Records for this task:
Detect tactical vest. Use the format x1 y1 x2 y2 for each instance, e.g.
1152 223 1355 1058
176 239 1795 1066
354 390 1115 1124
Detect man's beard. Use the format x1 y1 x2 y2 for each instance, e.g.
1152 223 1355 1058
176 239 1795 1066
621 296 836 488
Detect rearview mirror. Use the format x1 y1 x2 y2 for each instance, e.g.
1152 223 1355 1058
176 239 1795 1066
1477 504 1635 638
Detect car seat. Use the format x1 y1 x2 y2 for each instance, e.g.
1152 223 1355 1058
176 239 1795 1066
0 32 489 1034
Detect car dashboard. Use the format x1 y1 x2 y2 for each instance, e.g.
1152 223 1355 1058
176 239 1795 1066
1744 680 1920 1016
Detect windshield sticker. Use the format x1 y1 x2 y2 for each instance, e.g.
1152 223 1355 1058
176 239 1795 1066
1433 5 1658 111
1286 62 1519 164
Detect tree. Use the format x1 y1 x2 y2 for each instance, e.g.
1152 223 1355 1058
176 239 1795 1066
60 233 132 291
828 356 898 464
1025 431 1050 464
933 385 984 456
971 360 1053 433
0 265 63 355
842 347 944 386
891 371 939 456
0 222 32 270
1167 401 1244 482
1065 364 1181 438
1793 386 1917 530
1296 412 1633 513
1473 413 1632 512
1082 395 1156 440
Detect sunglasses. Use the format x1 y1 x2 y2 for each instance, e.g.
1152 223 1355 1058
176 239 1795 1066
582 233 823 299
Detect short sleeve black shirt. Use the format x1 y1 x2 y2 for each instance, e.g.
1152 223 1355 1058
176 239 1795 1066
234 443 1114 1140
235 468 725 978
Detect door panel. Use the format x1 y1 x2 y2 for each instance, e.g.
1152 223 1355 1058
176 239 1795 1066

Action item: Return the listing in full, matching each word exactly.

Response:
Detect tactical vest. Use the format x1 y1 x2 y2 for each instance, e.g.
1152 223 1355 1058
176 239 1795 1066
354 390 1115 1124
Detect man's beard. Use the format x1 y1 x2 y2 for each instance, e.g.
1152 223 1355 1058
176 239 1795 1066
621 296 836 488
Detect rearview mirror. Use the format x1 y1 x2 y2 for each instance, e.g.
1152 223 1355 1058
176 239 1795 1066
1477 504 1635 638
Detect car seat. Use the format x1 y1 x2 y2 for each instance, e.g.
1152 223 1355 1058
176 239 1795 1066
0 32 489 1034
Detect car dashboard. Use the format x1 y1 x2 y2 for each instance, e.g.
1152 223 1355 1058
176 239 1795 1066
1744 680 1920 1016
Detect windshield sticker. Use the format x1 y1 x2 y2 for each instance, e.g.
1152 223 1355 1058
176 239 1795 1066
1433 5 1658 111
1286 62 1519 164
Detect tree. Use the format x1 y1 x2 y2 for each instance, e.g.
1152 223 1355 1058
176 239 1795 1066
60 233 132 291
828 356 898 464
1025 431 1050 464
933 385 984 456
971 360 1053 433
0 265 63 355
842 347 944 386
891 371 939 456
0 222 32 270
1167 401 1244 482
1065 364 1181 438
1793 386 1917 530
1296 412 1633 513
1473 413 1632 512
1082 395 1156 440
Detect sunglasses. Use the format x1 y1 x2 y2 for each instance, e.g.
1152 223 1355 1058
176 239 1795 1066
582 233 823 299
Detect short sleeve black shirt. Use the format x1 y1 x2 y2 for each instance, e.g.
1152 223 1355 1058
176 239 1795 1066
234 443 1114 1140
235 468 725 978
Detect door panel. Use the format x1 y1 x2 y2 for each instance, e.g.
1152 223 1355 1058
176 239 1795 1066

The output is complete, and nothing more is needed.